--- begin SUPPLIED TEXT ---

ABA Section of Business Law

Volume 12, Number 3 - January/February 2003

Documents? What documents?
Some Guidelines About a Document Retention Policy and Its Implementation
    By Michael E. Arruda, Margaret R. Prinzing and Shruti A. Rana

The trial and conviction of Arthur Andersen on obstruction of justice charges splashed "document retention" concerns across the front pages of newspapers around the world. Even though the Andersen jury's conviction ultimately turned on a document that Andersen preserved — rather than the many that it destroyed under its on-again, off-again document retention policy — the episode served as another reminder to businesses of the importance of a smart records retention policy.

Indeed, it is interesting to note that this is a lesson that Andersen learned in stages. When the accounting firm fell under suspicion for its involvement in the Waste Management accounting scandal back in 1998, the SEC found incriminating evidence in files that Andersen retained even though there was no legal requirement to do so. Andersen responded to the scandal by adopting a perfectly legal records retention policy.

The next problem came when cost-cutting measures led to a break-down in the implementation of the policy: Andersen fired some of the workers who were charged with shredding the documents tagged for destruction. Among the documents piling up next to the idle shredders were those describing Andersen's role in Enron's flawed accounting practices. Had those documents been shredded on schedule, rather than after the investigation had become imminent, there may have been no indictment.

Of course, records retention policies are more appropriately designed to avoid inadvertent wrongdoing or the appearance of wrongdoing, such as the accidental destruction of a record that the law requires businesses to keep. This article explains how organizations can do that effectively by creating and then following a proper records retention policy, both in the course of ordinary business and when legal problems arise.

What follows is not intended to provide every business in every industry with an exhaustive roadmap for developing a sustainable policy. Instead, it is intended to provide a framework for thinking about a sound document retention policy. These are suggestions for a template that is applicable to businesses generally, with the caveat that each industry must observe different levels of state and federal regulation and apply adjustments that are unique to each business.

A good records retention policy will address the full life cycle of a document, from its creation through its maintenance, archiving and eventual destruction, including:

  • identifying which documents must be retained;
  • determining how and where documents will be maintained;
  • determining how long records must be retained;
  • understanding compliance obligations under potentially inconsistent federal and state requirements;
  • understanding compliance standards that vary by industry;
  • considering whether there are business reasons for maintaining records longer than required by law; and
  • preserving records necessary to defend against or bring litigation.
A properly designed and administered policy will address all of these matters so as to avoid the problems that flow from inadequate records retention programs.

A sound policy normally has two principal elements: (1) a schedule identifying the retention periods (minimum and maximum) for all documents created and collected by the organization and (2) a framework for the administration of the policy, including responses to government process.

Both of these pieces will be held together by a statement of company policy with respect to the purposes and goals of the document retention program. The company's policy statement sets the tone for the document retention schedule and its administration. It provides the backdrop for decision making where retention decisions are not clearly determined on the basis of the schedule, providing guidance for those that are charged with the administration of the process.

Development of the retention schedule requires the author to blend legal requirements with the particular business needs of the organization adopting the policy. Essentially, the policy must observe the minimum retention requirements imposed by law, while at the same time providing longer retention periods for documents that serve a particular use in that business.

For example, federal law may require an organization to keep a document for a minimum of two years but the needs of the business may dictate that the document be maintained for far longer in order to facilitate future research and development needs.

--- end SUPPLIED TEXT ---

SET EXERCISE 1: From the article on document retention policies, return the passage that opens with the words containing "Documents? What documents?" and closes with "smart records retention policy.".
SET EXERCISE 2: According to the article on document retention policies, in what year did Andersen fall under suspicion over the Waste Management accounting scandal?
SET EXERCISE 3: Continue the article on document retention policies, picking up right after its final sentence.
The entries that come after this article aren't needed for any of the work.

--- begin RECORDED DATA ---

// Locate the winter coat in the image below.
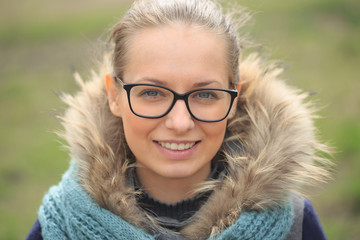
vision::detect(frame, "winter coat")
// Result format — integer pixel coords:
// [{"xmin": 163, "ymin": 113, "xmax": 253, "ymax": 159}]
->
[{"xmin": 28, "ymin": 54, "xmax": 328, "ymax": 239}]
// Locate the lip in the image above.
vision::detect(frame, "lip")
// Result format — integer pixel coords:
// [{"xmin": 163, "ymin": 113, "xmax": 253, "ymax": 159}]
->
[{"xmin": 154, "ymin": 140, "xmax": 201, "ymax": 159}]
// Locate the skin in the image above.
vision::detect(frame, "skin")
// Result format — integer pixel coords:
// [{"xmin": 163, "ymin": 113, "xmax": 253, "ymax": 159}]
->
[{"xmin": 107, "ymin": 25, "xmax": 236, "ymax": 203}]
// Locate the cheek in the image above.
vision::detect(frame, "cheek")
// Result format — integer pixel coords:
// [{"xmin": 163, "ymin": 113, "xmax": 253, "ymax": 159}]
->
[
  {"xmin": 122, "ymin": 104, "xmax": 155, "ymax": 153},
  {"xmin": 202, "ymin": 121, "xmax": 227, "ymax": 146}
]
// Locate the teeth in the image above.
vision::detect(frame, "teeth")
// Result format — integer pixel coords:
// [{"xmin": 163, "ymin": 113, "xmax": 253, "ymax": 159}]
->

--- end RECORDED DATA ---
--- begin RECORDED DATA ---

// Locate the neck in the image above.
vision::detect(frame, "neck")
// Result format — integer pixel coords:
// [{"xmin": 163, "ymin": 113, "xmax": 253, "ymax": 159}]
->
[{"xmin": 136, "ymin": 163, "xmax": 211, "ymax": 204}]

--- end RECORDED DATA ---

EXERCISE ANSWER 1:
Documents? What documents?
Some Guidelines About a Document Retention Policy and Its Implementation
    By Michael E. Arruda, Margaret R. Prinzing and Shruti A. Rana

The trial and conviction of Arthur Andersen on obstruction of justice charges splashed "document retention" concerns across the front pages of newspapers around the world. Even though the Andersen jury's conviction ultimately turned on a document that Andersen preserved — rather than the many that it destroyed under its on-again, off-again document retention policy — the episode served as another reminder to businesses of the importance of a smart records retention policy.

EXERCISE ANSWER 2: 1998

EXERCISE ANSWER 3:
On the other hand, the human resources staff may see no business reason to keep old job applications, particularly where a function has been phased out, but must nevertheless retain them for a year or more under various federal or state laws, regardless of their apparent utility.

The starting point for developing a policy is to identify which federal and state requirements regulate an organization. That will determine the minimum retention requirements.

Adherence to minimum standards requires companies to keep an eye on both federal and state laws and regulations applicable to the management of business records, which often overlap and sometimes conflict. The federal framework includes a collection of industry-specific laws and regulations overseen by jurisdictional agencies. Some industries are largely regulated at the federal level.

For example, the Federal Communications Commission has established a document retention policy for the telecommunications industry that affects radio stations, television stations, cable television operators, and communication common carriers. Under the FCC's document retention policy, regulated companies must maintain records in such areas as employment and price and service information, and must also adhere to industry-specific requirements. Retention periods differ for each telecommunications category, ranging from one to 10 years; however, in most cases the FCC has not specified a retention period.

The energy industry is another example of an industry with lopsided federal regulation. Many of the requirements affecting the energy industry are found in Federal Energy Regulatory Commission regulations. In addition, depending on the nature of its activity, an energy company may have certain environmental reporting or clean-up obligations, bringing an additional layer of records management requirements into play. For example, under federal Clean Air Act regulations, a business must keep continuous emissions-monitoring records for two years.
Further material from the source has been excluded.